_Challenges_
1. Reproduce word for word the passage of the post about arriving at the Jedi academy, starting with "Anyway, back to" and going on through "Jedi middle school.".
2. Write the next part of the post about arriving at the Jedi academy, picking up after its final sentence.

>> begin Document extract

Anyway, back to 2012…
So having blown an entire entry on character creation. I think we’re finally ready to start this game. One final note is that I’m not going to try to color-correct and adjust the levels on all of these screenshots. If BioWare wants to make a world of plastic figures, bathe them in flat lighting, and smear a color filter over the whole thing, that’s their business.

The Star Wars theme swells as my shuttle descends towards the Jedi academy. As a padawan, I’m here to complete my training. Presumably I’m arriving from some sort of Jedi middle school.
The shuttle touches down as the music builds and I ascend the ramp to meet my new master.

This is supposed to be an epic moment, but I’m realizing now that this is basically, “Dude gets off the bus at college for the first time” with a John Williams soundtrack.

>> end Document extract
>> begin Given entries

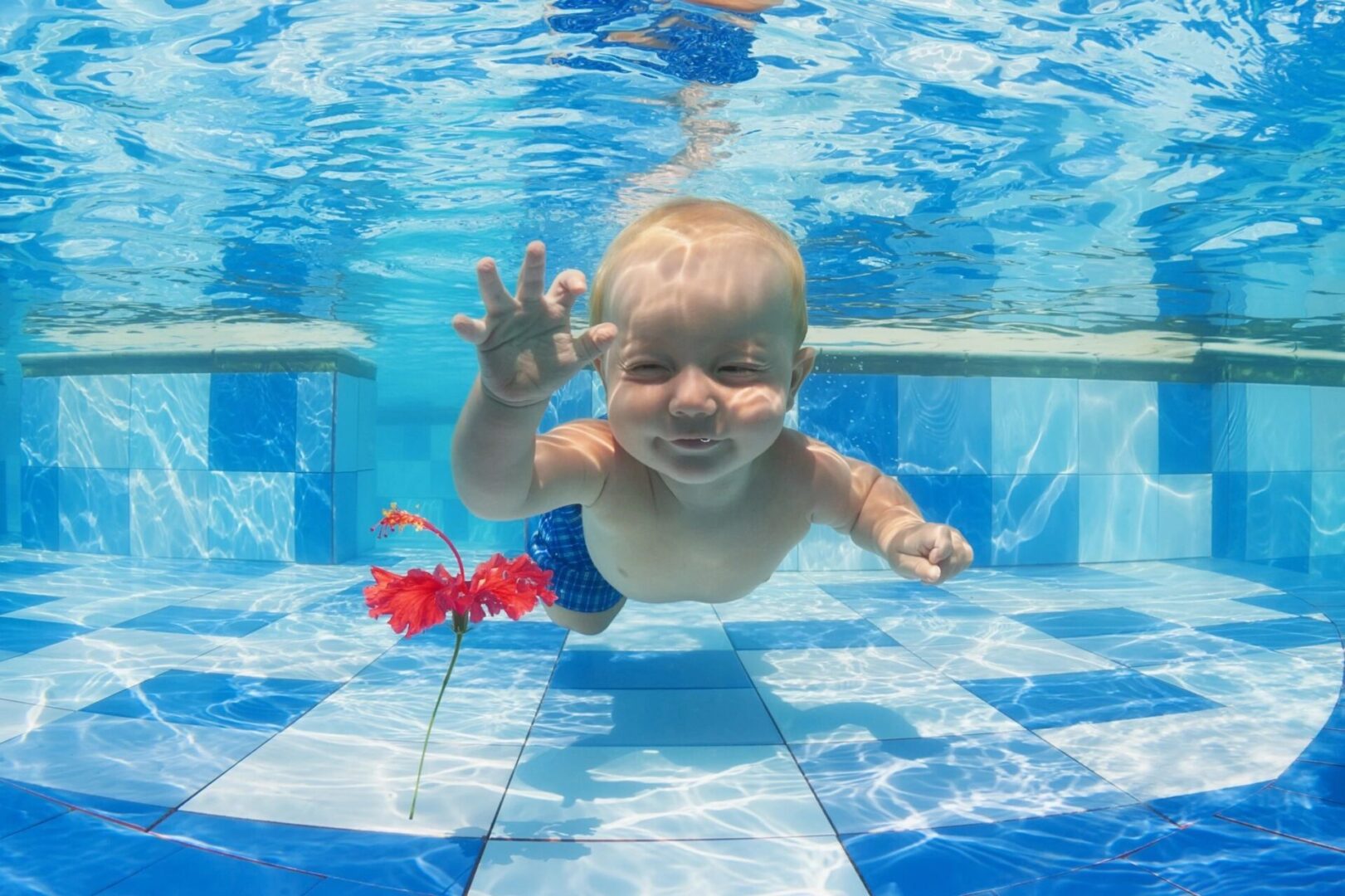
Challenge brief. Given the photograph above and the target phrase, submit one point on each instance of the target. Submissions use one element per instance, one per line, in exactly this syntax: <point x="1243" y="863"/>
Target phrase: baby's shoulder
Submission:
<point x="825" y="474"/>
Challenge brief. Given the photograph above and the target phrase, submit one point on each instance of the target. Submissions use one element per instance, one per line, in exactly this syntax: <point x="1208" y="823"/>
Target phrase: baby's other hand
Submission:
<point x="929" y="552"/>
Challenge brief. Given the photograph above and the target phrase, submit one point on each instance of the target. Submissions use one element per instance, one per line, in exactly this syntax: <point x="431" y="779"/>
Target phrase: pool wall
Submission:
<point x="1035" y="470"/>
<point x="225" y="455"/>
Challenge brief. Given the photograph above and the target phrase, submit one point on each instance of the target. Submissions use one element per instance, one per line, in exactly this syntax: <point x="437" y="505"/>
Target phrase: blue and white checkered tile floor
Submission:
<point x="227" y="727"/>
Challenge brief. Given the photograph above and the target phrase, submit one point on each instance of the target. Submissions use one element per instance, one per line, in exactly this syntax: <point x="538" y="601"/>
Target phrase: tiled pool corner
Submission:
<point x="223" y="455"/>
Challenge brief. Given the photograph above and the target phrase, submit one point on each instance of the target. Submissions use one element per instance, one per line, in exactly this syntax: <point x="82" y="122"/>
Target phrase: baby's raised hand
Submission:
<point x="929" y="552"/>
<point x="524" y="344"/>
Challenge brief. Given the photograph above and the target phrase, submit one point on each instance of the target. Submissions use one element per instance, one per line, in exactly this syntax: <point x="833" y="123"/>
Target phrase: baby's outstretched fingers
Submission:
<point x="916" y="567"/>
<point x="468" y="329"/>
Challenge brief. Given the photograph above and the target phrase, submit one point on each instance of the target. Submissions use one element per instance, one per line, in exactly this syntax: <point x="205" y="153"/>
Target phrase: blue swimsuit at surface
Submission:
<point x="557" y="543"/>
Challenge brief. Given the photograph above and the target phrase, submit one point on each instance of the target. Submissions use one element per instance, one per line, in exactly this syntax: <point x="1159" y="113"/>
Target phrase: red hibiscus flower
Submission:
<point x="422" y="599"/>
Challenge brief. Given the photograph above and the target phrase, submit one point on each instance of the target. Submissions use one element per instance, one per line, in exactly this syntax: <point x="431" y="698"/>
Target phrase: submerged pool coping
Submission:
<point x="1138" y="355"/>
<point x="270" y="359"/>
<point x="1146" y="355"/>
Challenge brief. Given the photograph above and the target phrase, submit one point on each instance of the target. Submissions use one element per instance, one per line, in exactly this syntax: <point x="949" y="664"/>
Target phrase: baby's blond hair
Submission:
<point x="697" y="220"/>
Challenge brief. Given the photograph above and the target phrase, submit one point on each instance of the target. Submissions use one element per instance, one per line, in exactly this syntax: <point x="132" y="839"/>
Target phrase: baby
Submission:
<point x="693" y="489"/>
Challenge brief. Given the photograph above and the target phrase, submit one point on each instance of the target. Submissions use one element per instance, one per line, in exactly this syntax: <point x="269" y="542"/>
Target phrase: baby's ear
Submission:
<point x="803" y="361"/>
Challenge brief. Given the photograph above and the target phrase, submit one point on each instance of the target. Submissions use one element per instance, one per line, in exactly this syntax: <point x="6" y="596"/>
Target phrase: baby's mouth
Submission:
<point x="695" y="444"/>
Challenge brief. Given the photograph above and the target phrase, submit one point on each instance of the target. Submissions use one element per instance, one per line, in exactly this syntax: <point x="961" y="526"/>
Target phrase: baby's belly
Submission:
<point x="699" y="577"/>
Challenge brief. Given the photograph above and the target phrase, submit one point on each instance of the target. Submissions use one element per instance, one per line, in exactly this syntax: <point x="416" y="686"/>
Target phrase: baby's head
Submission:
<point x="709" y="305"/>
<point x="685" y="237"/>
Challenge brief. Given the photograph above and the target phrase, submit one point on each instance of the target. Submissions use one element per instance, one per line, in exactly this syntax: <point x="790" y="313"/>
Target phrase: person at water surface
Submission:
<point x="693" y="487"/>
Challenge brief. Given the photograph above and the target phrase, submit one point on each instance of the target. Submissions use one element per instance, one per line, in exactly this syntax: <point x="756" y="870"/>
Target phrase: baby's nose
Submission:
<point x="693" y="393"/>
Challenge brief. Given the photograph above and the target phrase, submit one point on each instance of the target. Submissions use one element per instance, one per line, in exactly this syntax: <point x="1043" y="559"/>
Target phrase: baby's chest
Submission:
<point x="660" y="558"/>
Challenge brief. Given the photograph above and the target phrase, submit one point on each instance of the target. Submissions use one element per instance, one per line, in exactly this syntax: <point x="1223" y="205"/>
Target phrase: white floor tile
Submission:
<point x="353" y="783"/>
<point x="873" y="693"/>
<point x="784" y="867"/>
<point x="665" y="792"/>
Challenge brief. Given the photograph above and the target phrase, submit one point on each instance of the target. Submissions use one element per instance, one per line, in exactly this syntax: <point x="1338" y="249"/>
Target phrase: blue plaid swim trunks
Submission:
<point x="557" y="543"/>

>> end Given entries

_Answers for this exercise_
1.
Anyway, back to 2012…
So having blown an entire entry on character creation. I think we’re finally ready to start this game. One final note is that I’m not going to try to color-correct and adjust the levels on all of these screenshots. If BioWare wants to make a world of plastic figures, bathe them in flat lighting, and smear a color filter over the whole thing, that’s their business.

The Star Wars theme swells as my shuttle descends towards the Jedi academy. As a padawan, I’m here to complete my training. Presumably I’m arriving from some sort of Jedi middle school.

2.
I meet my new master. Or somebody’s master. I don’t know. He’s a Jedi. We welcomes me to the academy. Just to push his buttons a bit I lay on the padawan swagger. I trash-talk my old teachers, I’m impatient with him, and then I tell him study and meditation is boring. If he had a brain he’d nonchalantly reach under his console and start thumbing the big red alarm button labeled “SITH!”. At the very least he should hit me with something along the lines of, “Not cool, bro.”
But no. He’s practically apologizing for being so dull.

Orientation is interrupted when teacher-guy gets a call on his 3G iHolocron. Aparently the academy grounds are under assault by Fleshraiders. As a newly arrived student with a plastic sword, he sends me to check it out. See, the other students mostly don’t have any combat training.
I want to point out that a few years ago the Sith showed up and delivered a galactic-sized smackdown to the Jedi, slaughtering a heaping pile of them in the process. In fact, that’s why we’re here on Tython on not training at the capital. The opening crawl even tells us:

So after getting our asses handed to us in a surprise attack we’ve decided to round up a bunch of kids, put robes on them, and not give them combat training? Is there any possible future where this won’t end with them all dead?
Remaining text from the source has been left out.